» Quellenauszug:
= = = = =
Zweite Fortsetzung

Die tiefste und breiteste Längsfalte des alpinen Gebirgssystems ist die Tiefschweiz zwischen den Alpen und dem Schweizer Jura: ursprünglich ein Meer zur mittleren Tertiärzeit, dann ein großer Süßwassersee, dessen Reste die Seen der Schweiz sind. Der Bodensee reichte ursprünglich in der breiten Gebirgsspalte zwischen Schweiz und Vorarlberg mit seinem Wasserspiegel hinauf bis Ragatz und Landquart unterhalb Chur. Der Rhein hat diese 50 km lange Strecke allmählich mit dem von ihm in großen Massen mitgeschleppten Gebirgsschutte zugefüllt und schiebt noch jetzt sein Delta immer weiter in den Bodensee hinein. Der breite Talboden oberhalb des Bodensees ist demnach Oberfläche des alten Rheindeltas; da nun jeder Fluss seine eignen Anschwemmungen naturgemäß nicht viel über seinen Wasserspiegel erheben kann, so ist jede Deltabildung und so auch das Rheintal oberhalb des Bodensees häufigen Überschwemmungen ausgesetzt. Ich habe dort eine solche Überschwemmung zu Anfang September des Jahres 1890 selbst miterlebt: im Gebirge hatte es acht Tage lang geschneit, der Schnee lag auf den Graubündener Alpen fußhoch; da schlug der Wind um, warme Lüfte aus Südwesten brachten Regen und Gewitter, die Schneemassen schmolzen plötzlich und ungeheure Wassermassen stürzten zu Tal, viele Straßen und Wege zerstörend. Das Rheintal war bald vom Bodensee bis Ragatz hinauf völlig überschwemmt, der Bodensee hatte wieder seine frühere Ausdehnung gewonnen und ließ seinen weit ausgedehnten Wasserspiegel so hoch steigen, dass z. B. in Rorschach die Eisenbahnzüge bis über die Achsen im Wasser fuhren.

Um die fast alljährlich wiederkehrenden Überschwemmungen der Landstrecken im Deltagebiete des Rheines oberhalb des Bodensees zu beseitigen oder wenigstens abzuschwächen, haben sich die Schweizer und die österreichische Regierung endlich geeinigt, die erforderlichen Schutzmaßregeln in Angriff zu nehmen. Auch die übrigen Uferstaaten wollen eine Regulierung des ganzen Bodensees gemeinsam vornehmen; zu diesem Zwecke ist in den letzten Jahren der Bodensee in jeder Hinsicht von Sachverständigen untersucht und genau studiert worden; die geologische Beschreibung und Entstehungsgeschichte des Sees und seiner Ufergegenden wird demnächst im Auftrage der Regierungen der fünf Uferstaaten zur Publikation gelangen.
= = = = =
» Deine Aufgaben:
A - Stimmen die folgenden Aussagen mit dem Quellenauszug überein? Antworte jeweils mit Ja oder Nein und zitiere die ausschlaggebenden Worte wörtlich.
(i) Der Wasserspiegel des Bodensees reichte ursprünglich bis Ragatz und Landquart.
(ii) Die Überschwemmung von 1890 ereignete sich im Frühjahr.
(iii) Die geologische Beschreibung des Bodensees ist bereits erschienen.
B - Beantworte anhand des Quellenauszugs diese Fragen:
(i) Wie lang ist die Strecke, die der Rhein mit Gebirgsschutt zugefüllt hat?
(ii) Wie lange hatte es vor der Überschwemmung im Gebirge geschneit?
(iii) Welche beiden Regierungen einigten sich auf Schutzmaßregeln?
= = = = =
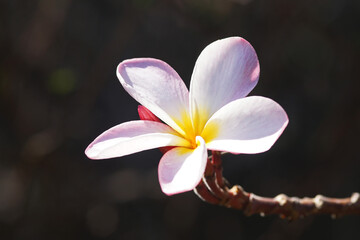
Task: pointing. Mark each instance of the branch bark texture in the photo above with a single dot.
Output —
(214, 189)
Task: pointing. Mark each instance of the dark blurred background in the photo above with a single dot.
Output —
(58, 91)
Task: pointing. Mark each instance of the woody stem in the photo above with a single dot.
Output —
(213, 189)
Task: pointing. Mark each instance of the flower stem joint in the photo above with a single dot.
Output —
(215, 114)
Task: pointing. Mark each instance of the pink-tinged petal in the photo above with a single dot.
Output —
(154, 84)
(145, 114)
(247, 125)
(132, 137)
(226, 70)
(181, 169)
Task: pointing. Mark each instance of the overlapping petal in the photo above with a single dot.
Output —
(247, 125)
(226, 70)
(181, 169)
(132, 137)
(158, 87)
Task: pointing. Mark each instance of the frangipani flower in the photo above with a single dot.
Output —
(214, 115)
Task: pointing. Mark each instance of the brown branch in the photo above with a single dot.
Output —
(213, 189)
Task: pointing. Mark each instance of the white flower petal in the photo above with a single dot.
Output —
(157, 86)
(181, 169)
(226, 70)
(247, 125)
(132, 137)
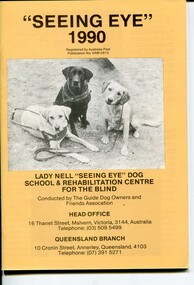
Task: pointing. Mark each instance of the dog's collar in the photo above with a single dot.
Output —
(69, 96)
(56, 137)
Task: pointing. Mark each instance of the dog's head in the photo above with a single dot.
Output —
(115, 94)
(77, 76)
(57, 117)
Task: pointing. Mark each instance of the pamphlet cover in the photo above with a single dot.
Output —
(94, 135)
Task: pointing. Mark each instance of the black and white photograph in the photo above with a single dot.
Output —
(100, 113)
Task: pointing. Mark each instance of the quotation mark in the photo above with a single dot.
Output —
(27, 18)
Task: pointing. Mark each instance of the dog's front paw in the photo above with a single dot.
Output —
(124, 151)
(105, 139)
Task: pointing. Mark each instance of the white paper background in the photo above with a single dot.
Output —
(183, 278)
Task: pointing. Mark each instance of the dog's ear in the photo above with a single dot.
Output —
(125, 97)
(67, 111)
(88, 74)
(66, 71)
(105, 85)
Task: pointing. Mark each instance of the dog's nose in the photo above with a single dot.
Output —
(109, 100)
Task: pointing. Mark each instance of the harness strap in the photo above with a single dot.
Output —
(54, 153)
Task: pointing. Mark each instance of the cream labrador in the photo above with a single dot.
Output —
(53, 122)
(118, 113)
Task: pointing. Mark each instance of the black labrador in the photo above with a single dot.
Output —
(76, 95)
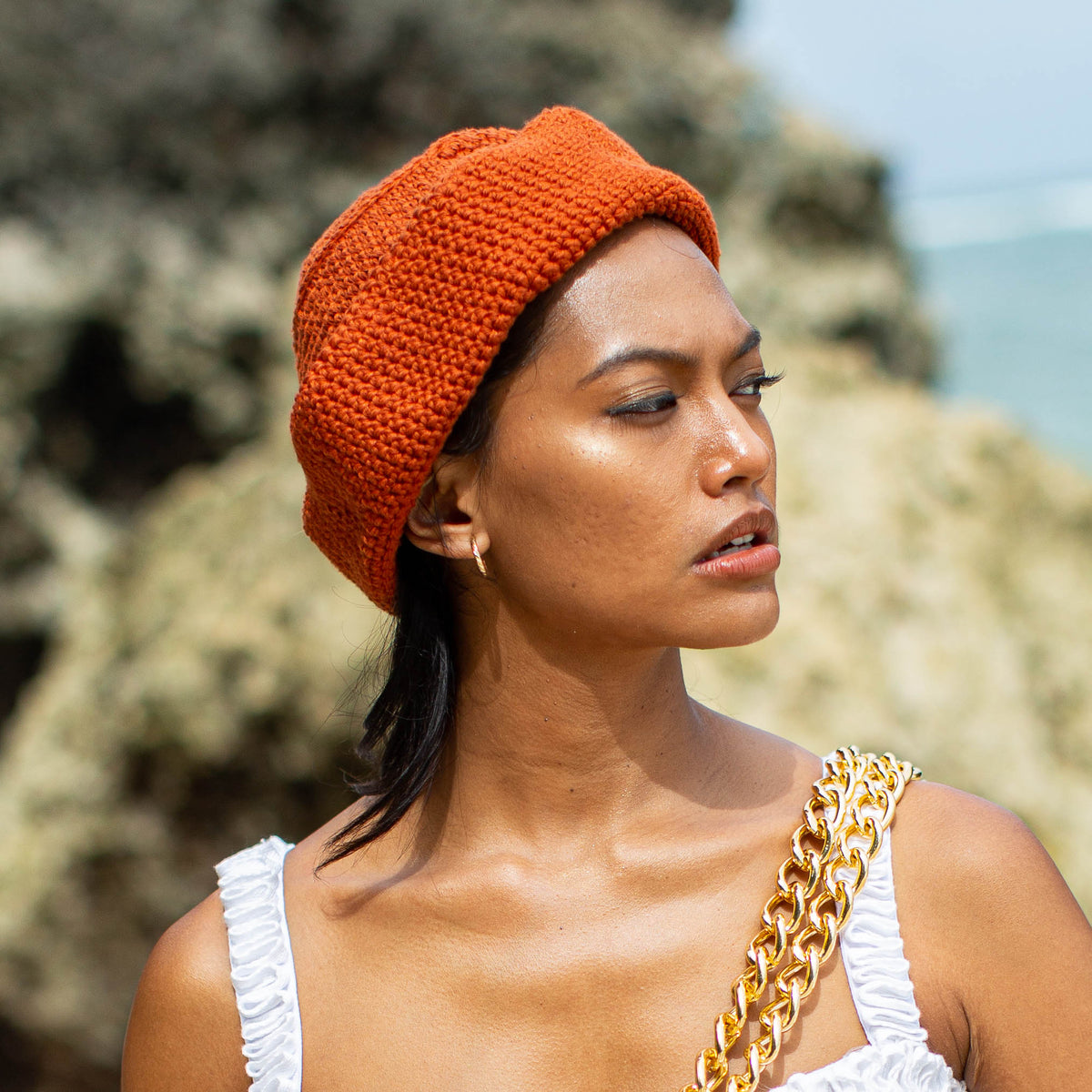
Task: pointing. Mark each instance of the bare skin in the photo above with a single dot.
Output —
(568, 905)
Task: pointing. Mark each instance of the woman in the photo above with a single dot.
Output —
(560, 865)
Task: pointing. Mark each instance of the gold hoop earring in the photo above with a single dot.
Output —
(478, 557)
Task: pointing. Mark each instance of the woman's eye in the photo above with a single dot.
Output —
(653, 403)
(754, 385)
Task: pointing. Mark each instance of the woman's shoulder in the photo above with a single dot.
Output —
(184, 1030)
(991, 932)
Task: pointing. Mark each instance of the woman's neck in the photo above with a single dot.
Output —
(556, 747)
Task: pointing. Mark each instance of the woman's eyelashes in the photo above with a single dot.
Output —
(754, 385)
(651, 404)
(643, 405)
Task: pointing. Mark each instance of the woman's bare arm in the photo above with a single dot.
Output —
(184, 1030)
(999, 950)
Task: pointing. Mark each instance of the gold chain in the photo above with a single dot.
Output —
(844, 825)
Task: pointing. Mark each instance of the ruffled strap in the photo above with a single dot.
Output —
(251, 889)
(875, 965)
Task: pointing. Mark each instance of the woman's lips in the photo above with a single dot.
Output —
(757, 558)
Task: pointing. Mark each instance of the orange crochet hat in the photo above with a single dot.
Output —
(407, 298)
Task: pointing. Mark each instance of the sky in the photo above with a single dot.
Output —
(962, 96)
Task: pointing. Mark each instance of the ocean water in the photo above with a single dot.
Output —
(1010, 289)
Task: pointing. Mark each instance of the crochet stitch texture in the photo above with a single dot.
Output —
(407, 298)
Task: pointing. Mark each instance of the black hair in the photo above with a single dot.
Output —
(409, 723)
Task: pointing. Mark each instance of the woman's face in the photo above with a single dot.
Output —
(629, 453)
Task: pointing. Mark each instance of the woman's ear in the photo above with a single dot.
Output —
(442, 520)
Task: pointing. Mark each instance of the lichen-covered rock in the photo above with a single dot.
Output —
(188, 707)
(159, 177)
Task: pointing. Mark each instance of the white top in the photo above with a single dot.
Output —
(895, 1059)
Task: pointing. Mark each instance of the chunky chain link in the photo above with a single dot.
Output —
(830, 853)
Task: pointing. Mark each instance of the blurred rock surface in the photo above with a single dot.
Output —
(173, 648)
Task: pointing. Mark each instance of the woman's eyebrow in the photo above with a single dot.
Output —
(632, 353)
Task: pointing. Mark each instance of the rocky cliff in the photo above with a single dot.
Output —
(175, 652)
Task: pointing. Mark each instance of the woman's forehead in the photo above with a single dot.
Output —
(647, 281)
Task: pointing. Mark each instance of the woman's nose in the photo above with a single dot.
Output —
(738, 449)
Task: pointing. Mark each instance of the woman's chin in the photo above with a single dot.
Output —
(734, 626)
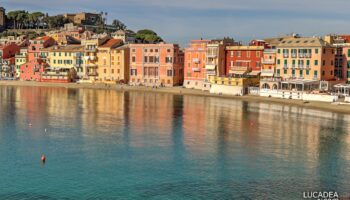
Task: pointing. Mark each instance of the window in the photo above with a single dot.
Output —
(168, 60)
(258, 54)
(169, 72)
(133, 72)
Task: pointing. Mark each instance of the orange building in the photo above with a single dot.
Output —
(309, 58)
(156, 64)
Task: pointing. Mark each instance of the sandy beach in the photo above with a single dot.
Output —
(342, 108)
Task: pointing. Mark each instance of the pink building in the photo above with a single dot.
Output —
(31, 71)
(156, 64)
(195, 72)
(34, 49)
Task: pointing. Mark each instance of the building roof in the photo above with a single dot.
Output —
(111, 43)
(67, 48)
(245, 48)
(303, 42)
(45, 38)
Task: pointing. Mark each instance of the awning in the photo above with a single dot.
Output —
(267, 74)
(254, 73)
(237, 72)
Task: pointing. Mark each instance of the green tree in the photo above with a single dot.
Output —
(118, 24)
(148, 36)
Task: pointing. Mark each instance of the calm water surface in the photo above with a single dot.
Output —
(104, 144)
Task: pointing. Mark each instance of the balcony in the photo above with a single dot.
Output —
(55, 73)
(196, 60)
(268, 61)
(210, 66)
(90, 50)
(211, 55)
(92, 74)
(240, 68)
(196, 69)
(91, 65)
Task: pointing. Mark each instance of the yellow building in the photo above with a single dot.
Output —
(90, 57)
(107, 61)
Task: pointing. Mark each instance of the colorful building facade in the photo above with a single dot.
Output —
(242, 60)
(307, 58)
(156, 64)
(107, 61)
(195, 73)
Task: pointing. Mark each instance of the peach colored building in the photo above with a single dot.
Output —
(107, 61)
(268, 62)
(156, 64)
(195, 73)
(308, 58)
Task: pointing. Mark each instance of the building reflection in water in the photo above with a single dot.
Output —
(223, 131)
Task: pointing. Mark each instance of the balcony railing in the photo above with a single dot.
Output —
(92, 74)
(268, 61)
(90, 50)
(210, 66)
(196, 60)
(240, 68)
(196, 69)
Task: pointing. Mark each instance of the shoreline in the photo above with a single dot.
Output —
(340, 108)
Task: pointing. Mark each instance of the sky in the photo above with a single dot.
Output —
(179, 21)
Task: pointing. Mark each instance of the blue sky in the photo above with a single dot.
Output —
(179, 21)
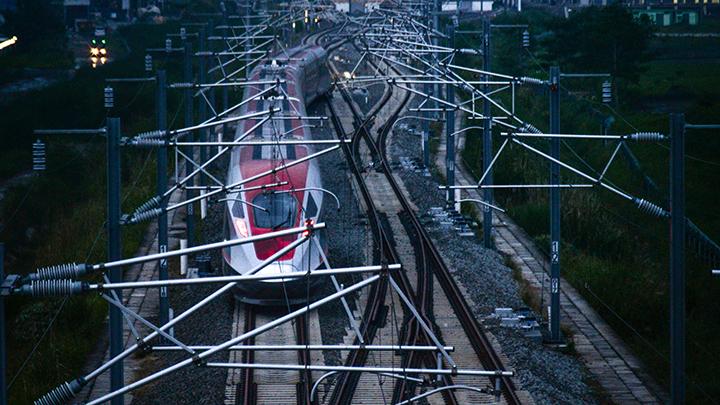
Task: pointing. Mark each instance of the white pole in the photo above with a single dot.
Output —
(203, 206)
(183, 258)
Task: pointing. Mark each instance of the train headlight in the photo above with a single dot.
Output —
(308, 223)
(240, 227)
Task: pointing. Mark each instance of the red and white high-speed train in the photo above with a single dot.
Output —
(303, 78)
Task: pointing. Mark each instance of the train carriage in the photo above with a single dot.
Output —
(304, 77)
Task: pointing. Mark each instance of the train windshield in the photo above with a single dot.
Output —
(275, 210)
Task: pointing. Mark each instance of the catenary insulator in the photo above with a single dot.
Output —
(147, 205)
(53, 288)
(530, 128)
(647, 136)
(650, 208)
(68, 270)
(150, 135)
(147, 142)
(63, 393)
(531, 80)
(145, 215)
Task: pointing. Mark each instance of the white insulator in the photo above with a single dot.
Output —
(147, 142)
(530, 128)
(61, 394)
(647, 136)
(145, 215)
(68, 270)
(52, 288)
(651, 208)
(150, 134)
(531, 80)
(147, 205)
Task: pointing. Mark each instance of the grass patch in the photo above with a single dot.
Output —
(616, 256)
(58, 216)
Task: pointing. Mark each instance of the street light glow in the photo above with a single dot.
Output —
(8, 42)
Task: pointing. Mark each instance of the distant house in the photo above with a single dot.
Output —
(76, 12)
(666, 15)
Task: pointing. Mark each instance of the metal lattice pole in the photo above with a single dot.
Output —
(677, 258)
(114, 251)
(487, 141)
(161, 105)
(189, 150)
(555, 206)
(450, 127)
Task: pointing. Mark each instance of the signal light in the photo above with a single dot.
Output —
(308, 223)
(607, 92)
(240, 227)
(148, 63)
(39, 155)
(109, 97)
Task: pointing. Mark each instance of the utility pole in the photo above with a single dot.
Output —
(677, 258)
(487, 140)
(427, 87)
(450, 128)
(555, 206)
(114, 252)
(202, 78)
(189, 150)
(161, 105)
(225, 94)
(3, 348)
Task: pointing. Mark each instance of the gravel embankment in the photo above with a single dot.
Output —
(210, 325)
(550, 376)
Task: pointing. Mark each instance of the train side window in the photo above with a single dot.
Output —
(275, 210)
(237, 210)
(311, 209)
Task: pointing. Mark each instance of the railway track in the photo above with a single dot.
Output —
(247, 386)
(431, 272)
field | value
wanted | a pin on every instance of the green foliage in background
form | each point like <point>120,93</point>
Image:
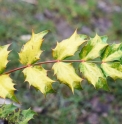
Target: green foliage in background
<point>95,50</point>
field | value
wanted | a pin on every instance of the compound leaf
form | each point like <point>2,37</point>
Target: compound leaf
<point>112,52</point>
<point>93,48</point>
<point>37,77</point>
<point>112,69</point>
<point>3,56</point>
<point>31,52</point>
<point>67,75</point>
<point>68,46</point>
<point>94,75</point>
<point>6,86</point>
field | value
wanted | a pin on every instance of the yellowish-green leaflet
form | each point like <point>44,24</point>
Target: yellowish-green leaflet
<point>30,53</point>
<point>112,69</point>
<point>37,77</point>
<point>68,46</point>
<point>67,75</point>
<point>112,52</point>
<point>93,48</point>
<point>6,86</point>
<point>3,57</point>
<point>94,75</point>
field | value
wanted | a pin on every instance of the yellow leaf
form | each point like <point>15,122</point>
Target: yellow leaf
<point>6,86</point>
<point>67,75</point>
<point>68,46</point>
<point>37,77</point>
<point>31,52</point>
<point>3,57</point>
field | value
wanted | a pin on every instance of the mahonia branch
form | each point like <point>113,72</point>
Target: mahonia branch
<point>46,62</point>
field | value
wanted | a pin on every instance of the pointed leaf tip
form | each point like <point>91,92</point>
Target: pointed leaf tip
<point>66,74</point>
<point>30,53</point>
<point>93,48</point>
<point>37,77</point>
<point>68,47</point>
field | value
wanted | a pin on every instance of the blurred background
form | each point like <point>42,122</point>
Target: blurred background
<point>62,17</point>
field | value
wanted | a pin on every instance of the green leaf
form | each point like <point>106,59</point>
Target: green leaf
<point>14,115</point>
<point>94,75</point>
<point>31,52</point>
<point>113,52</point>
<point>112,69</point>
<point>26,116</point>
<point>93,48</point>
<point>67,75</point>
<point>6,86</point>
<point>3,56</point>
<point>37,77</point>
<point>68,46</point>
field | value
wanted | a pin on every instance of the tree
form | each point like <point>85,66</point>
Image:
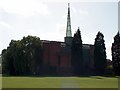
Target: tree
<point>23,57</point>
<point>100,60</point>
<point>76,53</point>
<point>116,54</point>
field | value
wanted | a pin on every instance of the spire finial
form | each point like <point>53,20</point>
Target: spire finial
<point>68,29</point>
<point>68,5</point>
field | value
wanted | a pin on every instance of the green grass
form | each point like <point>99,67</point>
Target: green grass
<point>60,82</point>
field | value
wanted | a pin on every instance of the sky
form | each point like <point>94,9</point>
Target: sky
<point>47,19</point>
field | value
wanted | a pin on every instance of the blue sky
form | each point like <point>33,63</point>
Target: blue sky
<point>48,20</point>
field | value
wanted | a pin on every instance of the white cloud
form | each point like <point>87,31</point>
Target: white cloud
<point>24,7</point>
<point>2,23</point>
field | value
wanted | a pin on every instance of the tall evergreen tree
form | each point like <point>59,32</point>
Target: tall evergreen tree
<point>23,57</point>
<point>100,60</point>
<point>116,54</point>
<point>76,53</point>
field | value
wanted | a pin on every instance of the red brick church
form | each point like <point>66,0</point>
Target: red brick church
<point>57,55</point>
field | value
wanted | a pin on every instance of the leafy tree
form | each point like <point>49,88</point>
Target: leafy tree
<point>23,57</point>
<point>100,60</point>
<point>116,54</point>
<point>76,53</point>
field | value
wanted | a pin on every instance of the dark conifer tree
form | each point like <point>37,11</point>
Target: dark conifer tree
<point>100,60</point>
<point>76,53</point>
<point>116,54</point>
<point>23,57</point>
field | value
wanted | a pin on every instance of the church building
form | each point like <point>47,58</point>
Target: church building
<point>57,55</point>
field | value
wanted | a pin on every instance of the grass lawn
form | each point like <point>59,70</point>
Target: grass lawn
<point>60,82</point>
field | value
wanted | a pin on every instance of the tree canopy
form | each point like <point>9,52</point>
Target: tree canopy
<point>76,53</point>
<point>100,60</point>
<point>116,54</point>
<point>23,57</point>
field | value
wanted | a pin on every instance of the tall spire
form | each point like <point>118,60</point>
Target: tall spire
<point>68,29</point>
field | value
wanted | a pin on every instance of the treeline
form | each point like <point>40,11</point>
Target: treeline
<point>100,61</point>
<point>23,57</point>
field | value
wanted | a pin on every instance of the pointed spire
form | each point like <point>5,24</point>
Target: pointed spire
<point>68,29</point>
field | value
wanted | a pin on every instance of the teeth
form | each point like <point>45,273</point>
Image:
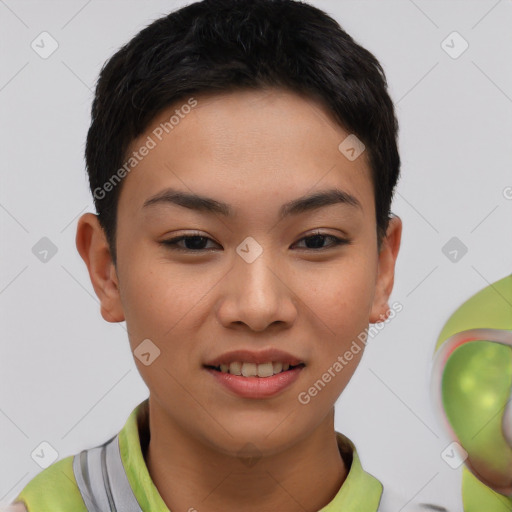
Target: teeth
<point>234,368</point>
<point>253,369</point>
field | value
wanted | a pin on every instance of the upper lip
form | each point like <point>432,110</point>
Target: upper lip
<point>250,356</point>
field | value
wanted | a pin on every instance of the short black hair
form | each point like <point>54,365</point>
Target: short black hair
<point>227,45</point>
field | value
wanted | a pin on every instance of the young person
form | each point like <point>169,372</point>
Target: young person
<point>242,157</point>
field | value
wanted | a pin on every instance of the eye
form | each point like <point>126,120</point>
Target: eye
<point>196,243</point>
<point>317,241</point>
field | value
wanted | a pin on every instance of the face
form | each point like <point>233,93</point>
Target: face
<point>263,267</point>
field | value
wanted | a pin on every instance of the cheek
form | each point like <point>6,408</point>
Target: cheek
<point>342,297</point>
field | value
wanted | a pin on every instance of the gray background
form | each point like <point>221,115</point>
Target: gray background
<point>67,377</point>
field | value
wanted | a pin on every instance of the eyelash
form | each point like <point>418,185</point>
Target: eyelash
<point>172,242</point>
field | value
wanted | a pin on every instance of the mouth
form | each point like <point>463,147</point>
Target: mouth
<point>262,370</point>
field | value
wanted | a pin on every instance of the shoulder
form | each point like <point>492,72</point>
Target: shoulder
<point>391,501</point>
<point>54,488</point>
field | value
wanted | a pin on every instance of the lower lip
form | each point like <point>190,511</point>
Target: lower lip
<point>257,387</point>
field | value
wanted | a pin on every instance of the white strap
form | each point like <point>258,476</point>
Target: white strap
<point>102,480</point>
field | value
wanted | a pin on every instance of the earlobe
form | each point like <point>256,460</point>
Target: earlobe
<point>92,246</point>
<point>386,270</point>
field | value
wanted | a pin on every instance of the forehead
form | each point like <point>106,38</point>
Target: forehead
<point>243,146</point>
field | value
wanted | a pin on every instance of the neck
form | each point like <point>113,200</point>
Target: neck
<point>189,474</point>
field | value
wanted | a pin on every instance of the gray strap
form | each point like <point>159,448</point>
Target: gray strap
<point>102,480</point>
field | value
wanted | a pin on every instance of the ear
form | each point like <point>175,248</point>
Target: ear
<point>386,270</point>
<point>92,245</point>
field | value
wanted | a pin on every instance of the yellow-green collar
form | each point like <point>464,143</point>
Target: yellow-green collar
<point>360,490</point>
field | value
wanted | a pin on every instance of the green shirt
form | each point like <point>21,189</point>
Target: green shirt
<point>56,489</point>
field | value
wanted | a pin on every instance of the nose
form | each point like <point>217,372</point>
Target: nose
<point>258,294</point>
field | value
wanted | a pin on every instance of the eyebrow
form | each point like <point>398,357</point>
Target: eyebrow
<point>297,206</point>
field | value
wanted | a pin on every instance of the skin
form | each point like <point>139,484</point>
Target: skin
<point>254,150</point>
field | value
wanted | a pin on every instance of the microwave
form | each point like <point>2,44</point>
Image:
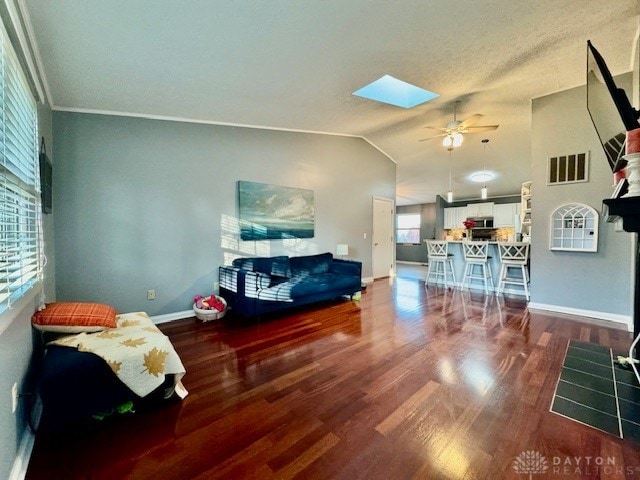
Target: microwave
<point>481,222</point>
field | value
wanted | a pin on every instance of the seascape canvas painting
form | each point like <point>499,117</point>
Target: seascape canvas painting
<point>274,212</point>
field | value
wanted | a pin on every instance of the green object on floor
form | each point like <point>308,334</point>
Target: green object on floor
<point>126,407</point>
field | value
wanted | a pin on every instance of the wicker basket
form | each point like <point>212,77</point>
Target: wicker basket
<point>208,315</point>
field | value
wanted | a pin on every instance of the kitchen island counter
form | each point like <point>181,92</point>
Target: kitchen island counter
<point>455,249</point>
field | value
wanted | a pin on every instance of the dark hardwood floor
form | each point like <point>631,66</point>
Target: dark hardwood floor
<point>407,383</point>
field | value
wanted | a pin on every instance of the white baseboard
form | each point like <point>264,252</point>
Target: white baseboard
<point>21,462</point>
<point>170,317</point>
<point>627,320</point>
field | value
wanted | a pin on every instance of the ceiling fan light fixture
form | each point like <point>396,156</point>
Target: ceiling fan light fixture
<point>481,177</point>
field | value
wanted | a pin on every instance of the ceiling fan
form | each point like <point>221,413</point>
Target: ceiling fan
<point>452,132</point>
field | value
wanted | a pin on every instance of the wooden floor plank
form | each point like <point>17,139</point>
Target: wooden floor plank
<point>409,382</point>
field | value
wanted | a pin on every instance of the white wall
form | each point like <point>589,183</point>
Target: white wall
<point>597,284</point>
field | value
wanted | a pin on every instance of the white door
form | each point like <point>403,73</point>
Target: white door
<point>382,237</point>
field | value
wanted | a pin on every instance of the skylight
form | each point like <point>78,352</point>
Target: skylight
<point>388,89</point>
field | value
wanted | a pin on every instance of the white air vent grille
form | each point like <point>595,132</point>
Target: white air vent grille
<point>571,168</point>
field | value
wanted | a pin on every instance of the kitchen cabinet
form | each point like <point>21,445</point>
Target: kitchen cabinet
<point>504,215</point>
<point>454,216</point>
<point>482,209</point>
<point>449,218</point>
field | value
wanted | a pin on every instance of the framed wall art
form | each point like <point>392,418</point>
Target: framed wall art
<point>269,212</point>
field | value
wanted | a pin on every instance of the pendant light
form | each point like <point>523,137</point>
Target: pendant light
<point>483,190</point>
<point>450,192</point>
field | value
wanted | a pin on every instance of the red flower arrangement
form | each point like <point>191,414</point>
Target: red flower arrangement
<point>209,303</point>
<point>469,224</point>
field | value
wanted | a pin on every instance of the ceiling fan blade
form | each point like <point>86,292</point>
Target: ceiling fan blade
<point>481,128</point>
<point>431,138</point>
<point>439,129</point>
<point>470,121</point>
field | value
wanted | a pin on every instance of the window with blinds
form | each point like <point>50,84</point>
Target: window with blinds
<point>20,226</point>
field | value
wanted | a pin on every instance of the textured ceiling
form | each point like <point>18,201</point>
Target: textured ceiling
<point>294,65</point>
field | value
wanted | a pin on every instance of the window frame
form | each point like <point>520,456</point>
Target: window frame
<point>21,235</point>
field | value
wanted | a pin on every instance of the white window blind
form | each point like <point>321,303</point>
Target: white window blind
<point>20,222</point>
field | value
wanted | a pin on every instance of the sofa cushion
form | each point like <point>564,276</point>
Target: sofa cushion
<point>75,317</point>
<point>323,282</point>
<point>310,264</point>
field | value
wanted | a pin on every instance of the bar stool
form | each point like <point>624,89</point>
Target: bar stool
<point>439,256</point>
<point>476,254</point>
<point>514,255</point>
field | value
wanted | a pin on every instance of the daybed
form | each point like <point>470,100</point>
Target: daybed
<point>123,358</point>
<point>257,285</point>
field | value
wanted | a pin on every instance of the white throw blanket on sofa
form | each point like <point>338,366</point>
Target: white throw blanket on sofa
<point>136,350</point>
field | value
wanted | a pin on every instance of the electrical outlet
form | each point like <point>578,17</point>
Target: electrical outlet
= = = = =
» Antworten der Reihe:
A -
(i) Ja: „mit seinem Wasserspiegel hinauf bis Ragatz und Landquart unterhalb Chur“
(ii) Nein: „zu Anfang September des Jahres 1890“
(iii) Nein: „wird demnächst im Auftrage der Regierungen der fünf Uferstaaten zur Publikation gelangen“

B -
(i) 50 km
(ii) Acht Tage lang
(iii) Die Schweizer und die österreichische Regierung